#### Written exercise:
Copy each of the records below word for word, keeping every line as it appears. Leave the pictures out of your copy.

━━━ Records ━━━

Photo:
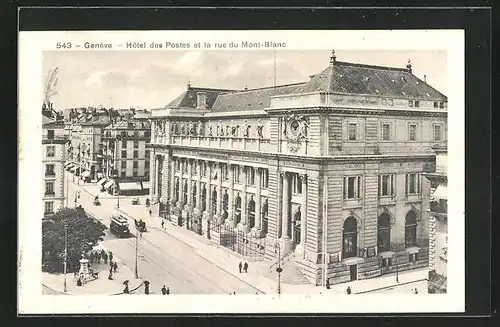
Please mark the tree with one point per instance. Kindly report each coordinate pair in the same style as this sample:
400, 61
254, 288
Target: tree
83, 232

━━━

#### Task answer:
Photo:
Please mark the tree with one point per instance. Kindly report each coordinate pair in the same style as this sample:
400, 61
254, 288
Target: tree
83, 232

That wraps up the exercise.